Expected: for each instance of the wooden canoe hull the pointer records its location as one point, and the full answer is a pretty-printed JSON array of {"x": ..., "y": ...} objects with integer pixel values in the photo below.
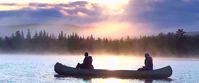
[{"x": 100, "y": 73}]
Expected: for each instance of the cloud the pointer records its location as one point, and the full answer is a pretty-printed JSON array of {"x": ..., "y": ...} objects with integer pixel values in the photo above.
[
  {"x": 164, "y": 14},
  {"x": 71, "y": 13}
]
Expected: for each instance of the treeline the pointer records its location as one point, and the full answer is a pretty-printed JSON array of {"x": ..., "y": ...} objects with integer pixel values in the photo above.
[{"x": 165, "y": 43}]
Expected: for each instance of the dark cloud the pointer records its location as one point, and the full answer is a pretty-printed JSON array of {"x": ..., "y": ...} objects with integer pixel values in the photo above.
[
  {"x": 8, "y": 4},
  {"x": 45, "y": 13},
  {"x": 165, "y": 13}
]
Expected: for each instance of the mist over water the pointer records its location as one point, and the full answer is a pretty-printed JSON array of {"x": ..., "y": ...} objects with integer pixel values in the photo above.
[{"x": 40, "y": 68}]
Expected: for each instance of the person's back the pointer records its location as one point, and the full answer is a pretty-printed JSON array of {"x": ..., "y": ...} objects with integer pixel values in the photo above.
[
  {"x": 87, "y": 62},
  {"x": 148, "y": 62}
]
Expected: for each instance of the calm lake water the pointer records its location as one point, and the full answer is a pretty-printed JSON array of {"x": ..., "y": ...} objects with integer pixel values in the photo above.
[{"x": 40, "y": 68}]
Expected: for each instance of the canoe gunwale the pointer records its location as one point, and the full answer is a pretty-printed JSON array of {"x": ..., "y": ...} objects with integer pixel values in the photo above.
[{"x": 67, "y": 71}]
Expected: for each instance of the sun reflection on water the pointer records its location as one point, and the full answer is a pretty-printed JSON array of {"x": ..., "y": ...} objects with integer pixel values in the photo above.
[{"x": 117, "y": 63}]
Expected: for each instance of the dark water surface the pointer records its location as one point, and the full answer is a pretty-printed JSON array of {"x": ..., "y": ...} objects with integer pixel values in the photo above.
[{"x": 40, "y": 68}]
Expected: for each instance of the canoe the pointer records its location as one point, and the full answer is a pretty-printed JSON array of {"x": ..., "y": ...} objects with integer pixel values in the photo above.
[{"x": 161, "y": 73}]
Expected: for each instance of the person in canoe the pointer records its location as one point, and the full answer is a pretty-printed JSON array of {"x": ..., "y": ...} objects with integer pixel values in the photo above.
[
  {"x": 148, "y": 63},
  {"x": 87, "y": 62}
]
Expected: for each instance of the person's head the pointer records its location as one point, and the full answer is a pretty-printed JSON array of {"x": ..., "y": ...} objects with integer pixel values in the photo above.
[
  {"x": 147, "y": 55},
  {"x": 86, "y": 54}
]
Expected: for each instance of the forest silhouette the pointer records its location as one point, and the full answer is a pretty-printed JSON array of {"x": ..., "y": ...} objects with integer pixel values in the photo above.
[{"x": 164, "y": 43}]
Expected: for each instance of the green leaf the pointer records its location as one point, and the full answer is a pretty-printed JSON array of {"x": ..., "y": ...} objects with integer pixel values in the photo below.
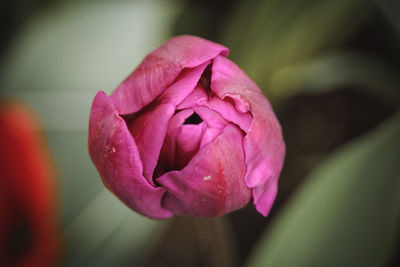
[
  {"x": 268, "y": 35},
  {"x": 336, "y": 70},
  {"x": 348, "y": 211}
]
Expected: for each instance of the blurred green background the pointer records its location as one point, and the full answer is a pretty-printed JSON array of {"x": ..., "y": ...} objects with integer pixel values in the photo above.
[{"x": 331, "y": 69}]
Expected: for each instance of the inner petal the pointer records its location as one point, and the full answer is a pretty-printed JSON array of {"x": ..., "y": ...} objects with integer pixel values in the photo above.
[{"x": 182, "y": 141}]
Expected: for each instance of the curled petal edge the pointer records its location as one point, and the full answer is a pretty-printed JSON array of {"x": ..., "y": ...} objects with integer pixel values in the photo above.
[{"x": 115, "y": 155}]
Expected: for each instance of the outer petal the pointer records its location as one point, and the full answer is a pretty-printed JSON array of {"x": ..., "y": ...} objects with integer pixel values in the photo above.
[
  {"x": 264, "y": 145},
  {"x": 212, "y": 183},
  {"x": 160, "y": 68},
  {"x": 115, "y": 154}
]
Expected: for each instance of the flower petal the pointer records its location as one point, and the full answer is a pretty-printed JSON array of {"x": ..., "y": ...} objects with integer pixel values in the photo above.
[
  {"x": 183, "y": 85},
  {"x": 116, "y": 156},
  {"x": 160, "y": 68},
  {"x": 187, "y": 143},
  {"x": 212, "y": 183},
  {"x": 149, "y": 129},
  {"x": 264, "y": 146}
]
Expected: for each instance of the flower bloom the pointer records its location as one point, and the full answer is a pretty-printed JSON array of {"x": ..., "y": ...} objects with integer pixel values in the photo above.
[
  {"x": 29, "y": 234},
  {"x": 187, "y": 132}
]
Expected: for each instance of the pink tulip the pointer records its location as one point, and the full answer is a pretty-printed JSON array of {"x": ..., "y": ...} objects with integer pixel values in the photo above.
[{"x": 188, "y": 132}]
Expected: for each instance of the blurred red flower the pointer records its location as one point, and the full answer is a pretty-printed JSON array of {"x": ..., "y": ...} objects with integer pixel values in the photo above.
[{"x": 29, "y": 233}]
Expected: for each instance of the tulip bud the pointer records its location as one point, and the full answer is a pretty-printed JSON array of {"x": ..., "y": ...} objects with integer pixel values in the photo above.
[{"x": 188, "y": 132}]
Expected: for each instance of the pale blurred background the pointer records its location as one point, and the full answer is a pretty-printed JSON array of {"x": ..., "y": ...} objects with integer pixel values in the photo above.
[{"x": 332, "y": 72}]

*WORK TASK*. Return every entry of the data above verbatim, with no images included.

*RESPONSE AREA*.
Expected: for each instance of the wooden canoe hull the pointer records its location as one point, and the full answer is a pretty-printed JSON array of {"x": ..., "y": ...} objects with integer pixel values in the photo below.
[{"x": 100, "y": 73}]
Expected: for each instance of the cloud the pointer records its location as one point, and the full answer is a pretty-printed JSON array of {"x": ..., "y": ...} objects with integer pixel values in the photo above.
[
  {"x": 164, "y": 14},
  {"x": 71, "y": 13}
]
Expected: for each instance of the treeline the pointer records its location as one point, and the full answer is a pretty-printed JSON array of {"x": ..., "y": ...} objects with integer pixel values in the photo above.
[{"x": 165, "y": 43}]
Expected: for each instance of the dark cloud the pointer records its location as one point, and the full answer is a pretty-printed JSON array of {"x": ..., "y": ...} objects with integer pixel values in the photo above.
[
  {"x": 8, "y": 4},
  {"x": 45, "y": 13},
  {"x": 165, "y": 13}
]
Expected: for each instance of the mist over water the pointer records its location as one point, and the full answer is a pretty-printed JSON array of {"x": ..., "y": ...} objects with integer pixel values in the photo above.
[{"x": 40, "y": 68}]
Expected: for each instance of the person's back the pointer records its location as one point, and the full answer is a pretty-printed JSON array of {"x": ..., "y": ...} objects with integer pixel values in the photo above.
[
  {"x": 87, "y": 62},
  {"x": 148, "y": 62}
]
Expected: for each instance of the calm lake water the pointer records its location as one point, and the full answer is a pretty-printed JSON array of {"x": ..., "y": ...} objects with integer pixel values in the photo above.
[{"x": 40, "y": 68}]
Expected: for each instance of the canoe gunwale the pointer records its location as one point, and the full answer is a pretty-printed JSON array of {"x": ..., "y": ...} objects with integer pixel values in the photo above.
[{"x": 67, "y": 71}]
Expected: for each instance of the sun reflection on water the pointer records its location as one point, and the full answer is a pretty-printed JSON array of {"x": ..., "y": ...} objects with integer pixel values in the photo above.
[{"x": 117, "y": 63}]
Expected: for each instance of the dark water surface the pointer records its location as one point, and the full answer is a pretty-printed JSON array of {"x": ..., "y": ...} objects with integer pixel values in the photo above.
[{"x": 40, "y": 68}]
Expected: for each instance of the canoe the pointer records its location as one point, and the full answer is a pretty-printed JSON array of {"x": ..., "y": ...} objects with integer pixel values in the photo above.
[{"x": 161, "y": 73}]
Expected: for each instance of the person in canoe the pointer records its location as one point, and the full answer is a pretty-printed JSON array of {"x": ..., "y": ...} objects with integer pixel values in the photo above.
[
  {"x": 148, "y": 63},
  {"x": 87, "y": 62}
]
Expected: for each instance of the person's head the pointer records its location as one point, and the full answer is a pretty-printed JSON array of {"x": ..., "y": ...} objects with integer pixel values in the photo above.
[
  {"x": 147, "y": 55},
  {"x": 86, "y": 54}
]
Expected: for each instance of the forest silhouette the pointer records its location as one point, and the full answer is a pretty-printed JSON array of {"x": ..., "y": ...} objects with integer pixel values in the photo above.
[{"x": 164, "y": 43}]
Expected: for each instance of the green leaf the pointer records its location as one point, and the full answer is a pretty-printed JSON array of {"x": ..., "y": ...} objects with integer pixel values in the photo below.
[
  {"x": 268, "y": 35},
  {"x": 336, "y": 70},
  {"x": 348, "y": 211}
]
Expected: for each instance of the blurred green background the pointer records its location as one point, and the full answer is a pretty-printed JSON array of {"x": ..., "y": ...} objects with integer pixel values in the photo above.
[{"x": 331, "y": 69}]
Expected: for each instance of the inner petal the pointer records its location as one point, and the full answer is a pretty-printed JSON array of {"x": ..., "y": ...} objects with integer pixel values in the photo above.
[{"x": 182, "y": 141}]
Expected: for each instance of the curled petal edge the pointer records its location as one point, and the full answer is a pretty-printed JSON array of {"x": ..., "y": ...} objects with integer pixel values in the photo above.
[{"x": 115, "y": 155}]
Expected: for each instance of the outer petal the pointer records its location as one point, and the full answer is a pretty-printed JSON array of {"x": ..., "y": ...} objects with integer pixel values in the photo above.
[
  {"x": 264, "y": 145},
  {"x": 212, "y": 183},
  {"x": 160, "y": 68},
  {"x": 115, "y": 154}
]
Expected: for each instance of the flower petal the pointer records its location as one point, and the full answer is a pretty-printed JSON array of {"x": ..., "y": ...} objects with integer pixel values in the photo above.
[
  {"x": 183, "y": 85},
  {"x": 116, "y": 156},
  {"x": 160, "y": 68},
  {"x": 187, "y": 143},
  {"x": 212, "y": 183},
  {"x": 149, "y": 129},
  {"x": 264, "y": 146}
]
Expected: for each instance of the flower bloom the pointer records its location as one point, and the full answer is a pretty-printed JSON array of {"x": ..., "y": ...} objects with integer pixel values in the photo above.
[
  {"x": 29, "y": 234},
  {"x": 187, "y": 132}
]
Expected: for each instance of the pink tulip the pointer records its location as one point, and the full answer is a pretty-printed JSON array of {"x": ..., "y": ...} objects with integer pixel values in the photo above.
[{"x": 188, "y": 132}]
Expected: for each instance of the blurred red flower the pointer records its location as one point, and the full answer is a pretty-printed JSON array of {"x": ..., "y": ...} objects with integer pixel values in the photo above.
[{"x": 29, "y": 233}]
Expected: for each instance of the tulip bud the pointer records its location as one point, and the full answer is a pretty-printed JSON array of {"x": ..., "y": ...} objects with integer pixel values in the photo above.
[{"x": 188, "y": 132}]
Expected: for each instance of the pale blurred background the pointer records its location as one point, and the full answer is a pretty-printed JSON array of {"x": ..., "y": ...} objects with integer pixel values in the photo above.
[{"x": 332, "y": 72}]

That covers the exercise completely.